== Provided information ==
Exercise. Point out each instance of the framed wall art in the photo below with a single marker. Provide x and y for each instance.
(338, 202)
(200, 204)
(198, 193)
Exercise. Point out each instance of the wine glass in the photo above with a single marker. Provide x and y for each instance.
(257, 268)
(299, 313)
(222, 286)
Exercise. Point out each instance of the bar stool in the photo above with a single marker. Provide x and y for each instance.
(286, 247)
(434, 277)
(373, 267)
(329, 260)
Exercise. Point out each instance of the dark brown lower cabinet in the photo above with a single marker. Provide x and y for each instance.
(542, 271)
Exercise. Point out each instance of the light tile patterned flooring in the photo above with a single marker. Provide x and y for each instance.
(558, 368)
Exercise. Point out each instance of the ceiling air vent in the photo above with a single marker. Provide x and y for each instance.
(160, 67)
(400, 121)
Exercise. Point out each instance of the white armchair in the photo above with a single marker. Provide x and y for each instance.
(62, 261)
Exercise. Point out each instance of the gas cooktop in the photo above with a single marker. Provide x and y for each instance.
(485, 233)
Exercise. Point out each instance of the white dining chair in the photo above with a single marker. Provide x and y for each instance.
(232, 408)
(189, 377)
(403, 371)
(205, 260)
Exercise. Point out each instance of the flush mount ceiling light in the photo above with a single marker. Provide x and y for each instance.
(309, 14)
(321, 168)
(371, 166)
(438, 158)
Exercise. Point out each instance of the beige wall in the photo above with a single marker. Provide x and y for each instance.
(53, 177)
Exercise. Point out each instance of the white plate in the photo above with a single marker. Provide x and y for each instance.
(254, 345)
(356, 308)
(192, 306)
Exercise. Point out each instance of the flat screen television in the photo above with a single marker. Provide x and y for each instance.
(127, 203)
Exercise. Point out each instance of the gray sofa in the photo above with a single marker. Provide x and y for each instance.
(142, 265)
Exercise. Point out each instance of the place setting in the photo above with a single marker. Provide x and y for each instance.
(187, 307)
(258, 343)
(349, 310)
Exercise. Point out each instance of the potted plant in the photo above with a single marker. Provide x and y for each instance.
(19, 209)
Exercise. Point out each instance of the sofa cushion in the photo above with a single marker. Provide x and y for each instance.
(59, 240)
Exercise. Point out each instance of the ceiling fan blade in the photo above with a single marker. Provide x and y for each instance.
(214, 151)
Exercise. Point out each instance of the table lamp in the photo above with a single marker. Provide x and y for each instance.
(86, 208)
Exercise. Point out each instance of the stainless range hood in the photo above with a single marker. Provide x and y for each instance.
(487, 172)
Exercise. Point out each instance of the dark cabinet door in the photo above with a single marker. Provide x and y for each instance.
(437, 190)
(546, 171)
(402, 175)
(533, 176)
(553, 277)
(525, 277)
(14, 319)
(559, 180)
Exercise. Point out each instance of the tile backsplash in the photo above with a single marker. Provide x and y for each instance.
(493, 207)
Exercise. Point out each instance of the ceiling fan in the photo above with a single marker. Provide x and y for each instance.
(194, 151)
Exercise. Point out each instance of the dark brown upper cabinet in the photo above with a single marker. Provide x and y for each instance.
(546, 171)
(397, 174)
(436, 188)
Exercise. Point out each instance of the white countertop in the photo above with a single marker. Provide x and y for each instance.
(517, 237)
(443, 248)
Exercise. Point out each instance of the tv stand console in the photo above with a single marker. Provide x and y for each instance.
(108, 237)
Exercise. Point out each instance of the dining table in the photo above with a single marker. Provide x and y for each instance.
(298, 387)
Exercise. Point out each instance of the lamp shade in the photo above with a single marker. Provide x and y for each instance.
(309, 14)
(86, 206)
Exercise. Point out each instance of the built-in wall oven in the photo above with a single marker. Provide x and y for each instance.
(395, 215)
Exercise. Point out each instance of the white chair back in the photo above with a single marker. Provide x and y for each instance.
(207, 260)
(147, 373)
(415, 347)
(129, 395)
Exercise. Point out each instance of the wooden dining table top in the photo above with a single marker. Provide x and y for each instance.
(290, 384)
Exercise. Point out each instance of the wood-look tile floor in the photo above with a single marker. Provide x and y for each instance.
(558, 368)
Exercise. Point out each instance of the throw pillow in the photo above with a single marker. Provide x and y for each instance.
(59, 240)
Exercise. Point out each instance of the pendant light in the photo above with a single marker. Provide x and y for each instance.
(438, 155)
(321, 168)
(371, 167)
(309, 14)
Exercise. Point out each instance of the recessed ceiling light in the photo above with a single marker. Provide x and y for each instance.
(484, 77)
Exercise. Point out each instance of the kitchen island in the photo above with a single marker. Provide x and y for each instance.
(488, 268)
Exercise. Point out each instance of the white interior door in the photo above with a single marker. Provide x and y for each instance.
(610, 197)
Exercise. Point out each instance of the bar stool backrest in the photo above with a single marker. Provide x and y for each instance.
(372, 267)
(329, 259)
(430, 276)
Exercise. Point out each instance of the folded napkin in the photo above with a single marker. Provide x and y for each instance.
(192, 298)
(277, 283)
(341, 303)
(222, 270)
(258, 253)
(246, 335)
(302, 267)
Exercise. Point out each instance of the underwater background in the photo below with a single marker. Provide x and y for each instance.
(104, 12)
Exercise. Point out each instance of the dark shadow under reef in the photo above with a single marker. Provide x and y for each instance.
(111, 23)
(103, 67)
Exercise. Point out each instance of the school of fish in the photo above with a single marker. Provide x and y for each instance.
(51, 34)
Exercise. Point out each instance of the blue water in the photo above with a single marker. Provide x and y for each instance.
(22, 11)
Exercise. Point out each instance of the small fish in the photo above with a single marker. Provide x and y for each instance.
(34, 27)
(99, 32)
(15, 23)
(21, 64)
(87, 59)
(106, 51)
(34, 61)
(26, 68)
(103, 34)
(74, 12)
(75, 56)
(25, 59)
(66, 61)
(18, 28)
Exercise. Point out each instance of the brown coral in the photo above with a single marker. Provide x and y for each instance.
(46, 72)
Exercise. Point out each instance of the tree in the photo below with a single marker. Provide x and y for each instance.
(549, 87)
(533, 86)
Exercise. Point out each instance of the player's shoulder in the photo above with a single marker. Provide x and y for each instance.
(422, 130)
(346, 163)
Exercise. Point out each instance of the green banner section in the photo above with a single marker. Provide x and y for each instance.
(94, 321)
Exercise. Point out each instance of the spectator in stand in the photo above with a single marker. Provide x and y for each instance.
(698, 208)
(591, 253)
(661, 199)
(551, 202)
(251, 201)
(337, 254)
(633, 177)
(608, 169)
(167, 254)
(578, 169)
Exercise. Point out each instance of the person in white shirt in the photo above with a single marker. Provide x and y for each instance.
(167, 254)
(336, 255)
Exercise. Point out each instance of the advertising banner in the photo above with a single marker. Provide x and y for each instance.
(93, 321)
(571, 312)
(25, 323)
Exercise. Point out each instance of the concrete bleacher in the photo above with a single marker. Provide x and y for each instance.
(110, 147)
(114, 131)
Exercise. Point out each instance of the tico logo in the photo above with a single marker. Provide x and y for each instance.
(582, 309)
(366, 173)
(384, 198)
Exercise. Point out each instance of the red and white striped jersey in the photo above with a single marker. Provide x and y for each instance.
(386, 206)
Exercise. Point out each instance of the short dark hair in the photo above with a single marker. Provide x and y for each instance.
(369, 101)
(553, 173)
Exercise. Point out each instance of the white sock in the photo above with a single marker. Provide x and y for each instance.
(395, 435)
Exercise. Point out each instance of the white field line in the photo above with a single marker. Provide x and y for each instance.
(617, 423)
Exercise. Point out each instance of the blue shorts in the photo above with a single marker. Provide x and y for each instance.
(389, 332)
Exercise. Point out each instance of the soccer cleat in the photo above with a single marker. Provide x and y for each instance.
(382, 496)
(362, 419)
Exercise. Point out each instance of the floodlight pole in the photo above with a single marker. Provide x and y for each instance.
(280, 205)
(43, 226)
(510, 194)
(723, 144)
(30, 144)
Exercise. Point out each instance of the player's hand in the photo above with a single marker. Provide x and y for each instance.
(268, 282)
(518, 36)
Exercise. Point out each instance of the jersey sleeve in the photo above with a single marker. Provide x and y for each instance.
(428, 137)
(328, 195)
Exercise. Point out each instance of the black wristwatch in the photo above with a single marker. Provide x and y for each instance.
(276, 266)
===
Copy each line exactly, from the line containing "Exercise. Point out each instance of the short" down to the last line of the material, and no other lines.

Exercise. Point out each instance of the short dark hair in the photo above with a single marker. Provide x and y for each instance.
(369, 101)
(553, 173)
Exercise. Point out each instance of the white sock in the photo above with a single marker. Provide x and y for each instance.
(395, 435)
Exercise. Point out each instance of the white field line in the photo above with a single marker. Provide x and y for each instance.
(617, 423)
Exercise. Point out each instance of the blue shorts in the photo above with a single marker. Provide x and y for each instance.
(389, 332)
Exercise. Point out each instance of the soccer cleat in the photo above with a single marker. Provide x and y for each instance.
(382, 496)
(362, 419)
Exercise. Point out each instance of the floodlight pole in the photo above with a single marker. Provide x and y for each instance.
(280, 205)
(43, 226)
(510, 194)
(723, 144)
(30, 144)
Exercise. Point out each instance of the player's hand in the photo above with a single marker. Provide x and y for each instance.
(268, 282)
(518, 36)
Exercise. Point out each instance of the jersey sleeve in the photo above with a single marker. Provide x and y for each instance.
(428, 137)
(328, 195)
Exercise. Point out each instance of the black wristwatch in the photo above with a single marker. Provide x and y for each instance.
(276, 266)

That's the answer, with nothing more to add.